*WORK INSTRUCTIONS*. Give back the material word for word, every line included.

*DATASET RECORDS*.
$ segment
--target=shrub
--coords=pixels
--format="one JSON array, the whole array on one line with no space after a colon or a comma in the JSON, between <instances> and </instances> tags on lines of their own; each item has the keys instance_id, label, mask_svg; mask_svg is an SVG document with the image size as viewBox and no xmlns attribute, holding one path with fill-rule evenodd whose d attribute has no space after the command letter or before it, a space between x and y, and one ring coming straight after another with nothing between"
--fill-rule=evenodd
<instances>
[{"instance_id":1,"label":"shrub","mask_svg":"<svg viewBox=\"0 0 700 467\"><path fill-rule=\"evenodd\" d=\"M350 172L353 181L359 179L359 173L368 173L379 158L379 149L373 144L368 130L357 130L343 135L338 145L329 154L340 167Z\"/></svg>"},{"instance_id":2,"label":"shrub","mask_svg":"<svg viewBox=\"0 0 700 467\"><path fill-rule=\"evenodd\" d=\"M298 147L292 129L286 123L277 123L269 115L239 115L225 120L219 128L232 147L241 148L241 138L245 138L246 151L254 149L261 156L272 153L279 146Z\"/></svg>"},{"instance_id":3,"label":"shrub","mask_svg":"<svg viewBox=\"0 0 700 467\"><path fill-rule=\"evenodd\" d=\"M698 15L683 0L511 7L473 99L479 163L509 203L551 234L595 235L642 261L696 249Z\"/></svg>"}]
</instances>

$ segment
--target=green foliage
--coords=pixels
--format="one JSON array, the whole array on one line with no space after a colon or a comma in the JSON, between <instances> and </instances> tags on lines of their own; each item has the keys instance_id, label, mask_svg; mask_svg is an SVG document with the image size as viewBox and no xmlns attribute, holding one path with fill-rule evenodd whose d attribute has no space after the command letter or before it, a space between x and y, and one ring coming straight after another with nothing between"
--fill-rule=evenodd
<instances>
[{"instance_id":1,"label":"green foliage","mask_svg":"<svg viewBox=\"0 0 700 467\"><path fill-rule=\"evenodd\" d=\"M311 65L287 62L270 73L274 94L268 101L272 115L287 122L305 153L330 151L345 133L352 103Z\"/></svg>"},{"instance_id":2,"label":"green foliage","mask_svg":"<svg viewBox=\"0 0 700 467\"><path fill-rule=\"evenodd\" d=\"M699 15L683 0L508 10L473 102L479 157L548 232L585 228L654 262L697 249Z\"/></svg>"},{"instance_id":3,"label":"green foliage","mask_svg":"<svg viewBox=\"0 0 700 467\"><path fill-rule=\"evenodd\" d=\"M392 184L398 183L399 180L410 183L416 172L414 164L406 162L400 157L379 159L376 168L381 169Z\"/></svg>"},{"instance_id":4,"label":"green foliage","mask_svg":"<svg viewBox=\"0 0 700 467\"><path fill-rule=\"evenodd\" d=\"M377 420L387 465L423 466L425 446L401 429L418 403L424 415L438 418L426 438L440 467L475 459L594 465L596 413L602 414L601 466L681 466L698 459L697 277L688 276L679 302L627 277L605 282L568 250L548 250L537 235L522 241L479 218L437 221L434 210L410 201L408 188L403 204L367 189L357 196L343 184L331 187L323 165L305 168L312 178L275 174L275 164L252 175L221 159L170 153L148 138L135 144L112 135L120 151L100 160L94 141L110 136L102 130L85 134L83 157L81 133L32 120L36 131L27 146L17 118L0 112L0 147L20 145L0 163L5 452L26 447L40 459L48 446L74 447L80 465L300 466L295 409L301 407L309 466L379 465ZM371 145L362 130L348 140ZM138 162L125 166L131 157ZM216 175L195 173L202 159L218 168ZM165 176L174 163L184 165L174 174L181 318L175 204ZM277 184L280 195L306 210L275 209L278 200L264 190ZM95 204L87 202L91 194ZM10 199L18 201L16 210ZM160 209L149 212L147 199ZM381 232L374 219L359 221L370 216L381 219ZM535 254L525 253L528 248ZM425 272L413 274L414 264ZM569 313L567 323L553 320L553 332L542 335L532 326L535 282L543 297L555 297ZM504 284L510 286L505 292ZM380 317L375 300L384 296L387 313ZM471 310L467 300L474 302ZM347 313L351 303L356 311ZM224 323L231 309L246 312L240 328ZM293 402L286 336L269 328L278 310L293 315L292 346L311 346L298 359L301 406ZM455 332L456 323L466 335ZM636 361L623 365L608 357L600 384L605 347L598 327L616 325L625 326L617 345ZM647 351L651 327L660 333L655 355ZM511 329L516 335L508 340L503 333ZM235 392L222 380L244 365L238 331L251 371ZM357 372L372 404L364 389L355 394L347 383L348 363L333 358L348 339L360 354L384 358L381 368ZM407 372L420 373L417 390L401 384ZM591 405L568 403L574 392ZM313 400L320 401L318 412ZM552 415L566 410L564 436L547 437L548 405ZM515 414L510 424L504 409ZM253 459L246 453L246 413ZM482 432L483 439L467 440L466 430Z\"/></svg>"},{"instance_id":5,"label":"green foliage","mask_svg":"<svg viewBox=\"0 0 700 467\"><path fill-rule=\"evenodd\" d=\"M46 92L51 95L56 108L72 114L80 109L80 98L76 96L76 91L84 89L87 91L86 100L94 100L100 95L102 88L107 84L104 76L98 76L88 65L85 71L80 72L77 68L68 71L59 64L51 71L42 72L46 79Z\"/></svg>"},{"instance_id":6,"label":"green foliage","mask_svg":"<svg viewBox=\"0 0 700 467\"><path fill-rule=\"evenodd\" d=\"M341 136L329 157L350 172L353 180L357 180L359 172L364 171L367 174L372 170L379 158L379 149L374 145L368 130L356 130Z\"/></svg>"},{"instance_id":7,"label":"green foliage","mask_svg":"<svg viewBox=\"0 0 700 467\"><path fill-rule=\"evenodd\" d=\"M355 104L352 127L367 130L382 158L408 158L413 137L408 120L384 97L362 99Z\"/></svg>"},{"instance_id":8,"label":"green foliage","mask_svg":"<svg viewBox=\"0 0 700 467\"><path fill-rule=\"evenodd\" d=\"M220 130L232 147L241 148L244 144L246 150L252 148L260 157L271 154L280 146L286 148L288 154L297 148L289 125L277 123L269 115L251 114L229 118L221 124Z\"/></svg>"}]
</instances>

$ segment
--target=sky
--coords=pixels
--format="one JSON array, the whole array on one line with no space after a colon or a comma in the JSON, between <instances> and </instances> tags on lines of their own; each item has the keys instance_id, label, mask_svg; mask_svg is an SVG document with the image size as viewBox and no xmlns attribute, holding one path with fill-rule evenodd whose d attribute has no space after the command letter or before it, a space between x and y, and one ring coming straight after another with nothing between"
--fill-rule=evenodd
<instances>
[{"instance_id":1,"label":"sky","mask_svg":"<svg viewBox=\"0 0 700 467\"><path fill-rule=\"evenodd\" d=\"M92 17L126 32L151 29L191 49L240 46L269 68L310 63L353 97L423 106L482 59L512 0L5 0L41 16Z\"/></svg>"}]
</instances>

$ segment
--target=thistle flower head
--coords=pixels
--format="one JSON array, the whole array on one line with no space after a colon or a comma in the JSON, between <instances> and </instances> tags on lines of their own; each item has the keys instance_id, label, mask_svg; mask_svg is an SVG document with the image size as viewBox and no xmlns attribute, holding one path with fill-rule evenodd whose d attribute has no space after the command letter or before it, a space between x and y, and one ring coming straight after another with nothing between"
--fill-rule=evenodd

*RESPONSE TO THE EXERCISE*.
$ segment
--target=shrub
--coords=pixels
--format="one JSON array, the whole array on one line with no space after a colon or a comma in the JSON, between <instances> and </instances> tags on lines of their own; each item has the keys instance_id, label, mask_svg; mask_svg is an SVG document with the image size as viewBox and no xmlns attribute, holding one path with fill-rule evenodd whose d attribute has no space after the command letter or before it, a space between x and y, and one ring coming straight after another with nothing between"
--fill-rule=evenodd
<instances>
[{"instance_id":1,"label":"shrub","mask_svg":"<svg viewBox=\"0 0 700 467\"><path fill-rule=\"evenodd\" d=\"M350 172L353 181L359 179L359 173L368 173L379 158L379 149L373 144L368 130L357 130L343 135L338 145L329 154L340 167Z\"/></svg>"},{"instance_id":2,"label":"shrub","mask_svg":"<svg viewBox=\"0 0 700 467\"><path fill-rule=\"evenodd\" d=\"M298 147L292 129L286 123L277 123L269 115L239 115L225 120L219 128L232 147L241 148L241 138L245 138L246 151L254 149L261 156L272 153L279 146Z\"/></svg>"},{"instance_id":3,"label":"shrub","mask_svg":"<svg viewBox=\"0 0 700 467\"><path fill-rule=\"evenodd\" d=\"M698 15L683 0L511 7L473 99L479 163L509 203L551 234L595 235L642 261L696 249Z\"/></svg>"}]
</instances>

$ segment
--target=green foliage
--coords=pixels
--format="one JSON array, the whole array on one line with no space after a colon or a comma in the JSON, between <instances> and </instances> tags on lines of their own; each item has the keys instance_id, label, mask_svg; mask_svg is an SVG document with the image size as viewBox and no xmlns attribute, holding one path with fill-rule evenodd whose d attribute has no space after the command letter or before it, a space between x and y, and one ring coming straight after another with nothing between"
--fill-rule=evenodd
<instances>
[{"instance_id":1,"label":"green foliage","mask_svg":"<svg viewBox=\"0 0 700 467\"><path fill-rule=\"evenodd\" d=\"M311 65L287 62L270 73L274 94L268 101L272 115L287 122L305 153L330 151L345 133L352 103Z\"/></svg>"},{"instance_id":2,"label":"green foliage","mask_svg":"<svg viewBox=\"0 0 700 467\"><path fill-rule=\"evenodd\" d=\"M699 15L683 0L508 10L473 102L479 157L548 232L585 228L654 262L697 249Z\"/></svg>"},{"instance_id":3,"label":"green foliage","mask_svg":"<svg viewBox=\"0 0 700 467\"><path fill-rule=\"evenodd\" d=\"M392 184L398 183L399 180L410 183L416 172L414 164L406 162L400 157L379 159L376 168L381 169Z\"/></svg>"},{"instance_id":4,"label":"green foliage","mask_svg":"<svg viewBox=\"0 0 700 467\"><path fill-rule=\"evenodd\" d=\"M377 420L387 465L423 466L425 446L401 429L418 403L424 415L438 418L426 438L440 467L475 459L594 465L596 413L602 414L601 466L681 466L698 459L697 277L688 276L679 302L627 277L605 282L568 250L548 250L537 235L522 241L479 218L437 221L434 210L410 201L408 188L403 204L367 189L357 196L343 184L331 187L323 165L305 168L312 178L275 174L275 164L252 175L221 159L170 153L148 138L135 144L112 135L120 151L100 160L94 141L110 136L102 130L85 134L83 157L81 133L32 120L36 131L27 146L17 118L0 112L0 147L20 145L0 163L5 452L26 447L40 459L48 446L74 447L80 465L300 466L295 409L301 407L309 466L379 465ZM371 145L362 130L348 140ZM138 162L125 166L131 157ZM216 175L195 173L202 159L218 168ZM165 176L174 163L184 165L174 174L181 318L175 204ZM277 184L280 195L306 210L275 209L278 200L264 190ZM95 204L87 202L91 194ZM10 199L18 201L16 210ZM160 209L149 212L147 199ZM381 232L374 219L359 221L370 216L381 219ZM535 254L525 253L528 248ZM425 272L413 274L414 264ZM569 313L567 323L553 320L553 332L542 335L532 326L535 282L543 297L555 297ZM504 284L510 286L505 292ZM380 317L375 300L384 296L387 313ZM471 310L467 300L474 302ZM347 313L351 303L356 311ZM224 323L231 309L246 312L240 328ZM293 402L286 336L269 328L278 310L293 315L292 346L311 346L298 359L301 406ZM455 332L456 323L466 335ZM636 361L623 365L608 357L600 384L605 347L598 327L616 325L625 326L617 345ZM647 351L651 327L660 333L655 355ZM511 329L516 335L508 340L503 333ZM235 392L222 380L244 365L238 331L251 371ZM357 372L372 404L364 389L355 394L347 383L348 363L333 358L348 339L360 354L384 358L381 368ZM407 372L420 373L417 390L401 384ZM591 405L568 403L574 392ZM313 400L320 401L318 412ZM552 415L566 410L564 436L547 437L548 405ZM515 414L510 424L504 409ZM253 459L246 453L246 413ZM482 432L483 439L467 440L466 430Z\"/></svg>"},{"instance_id":5,"label":"green foliage","mask_svg":"<svg viewBox=\"0 0 700 467\"><path fill-rule=\"evenodd\" d=\"M46 92L51 95L56 108L72 114L80 109L80 98L76 96L76 91L84 89L87 91L86 100L94 100L100 95L102 88L107 84L104 76L98 76L88 65L85 71L80 72L77 68L68 71L59 64L51 71L42 72L46 79Z\"/></svg>"},{"instance_id":6,"label":"green foliage","mask_svg":"<svg viewBox=\"0 0 700 467\"><path fill-rule=\"evenodd\" d=\"M341 136L329 157L350 172L353 180L357 180L359 172L364 171L367 174L372 170L379 158L379 149L374 145L368 130L356 130Z\"/></svg>"},{"instance_id":7,"label":"green foliage","mask_svg":"<svg viewBox=\"0 0 700 467\"><path fill-rule=\"evenodd\" d=\"M355 104L352 127L367 130L382 158L408 158L413 137L408 120L384 97L362 99Z\"/></svg>"},{"instance_id":8,"label":"green foliage","mask_svg":"<svg viewBox=\"0 0 700 467\"><path fill-rule=\"evenodd\" d=\"M220 130L232 147L241 148L244 144L246 150L252 148L260 157L271 154L280 146L286 148L288 154L297 148L289 125L277 123L269 115L251 114L229 118L221 124Z\"/></svg>"}]
</instances>

$ segment
--target=sky
--coords=pixels
--format="one JSON array, the whole array on one line with no space after a colon or a comma in the JSON, between <instances> and </instances> tags on lines of their own; each item has the keys instance_id, label, mask_svg; mask_svg is an SVG document with the image size as viewBox and no xmlns attribute, holding one path with fill-rule evenodd whose d attribute has no space after the command letter or before it, a space between x and y, and one ring coming straight after another with nothing between"
--fill-rule=evenodd
<instances>
[{"instance_id":1,"label":"sky","mask_svg":"<svg viewBox=\"0 0 700 467\"><path fill-rule=\"evenodd\" d=\"M92 17L126 32L151 29L191 49L240 46L269 68L310 63L353 97L423 106L482 59L512 0L5 0L41 16Z\"/></svg>"}]
</instances>

$ segment
--target=thistle flower head
--coords=pixels
--format="one JSON array, the whole array on one line with no space after a colon or a comma in the JSON, between <instances> and </instances> tags on lines of their own; each item has the keys instance_id, label, mask_svg; mask_svg is an SVG document with the image size as viewBox and no xmlns attribute, holding one path with fill-rule evenodd whose d attribute has no space after the command letter or before it, a space between x and y, and one ring coming straight after another with nothing between"
--fill-rule=evenodd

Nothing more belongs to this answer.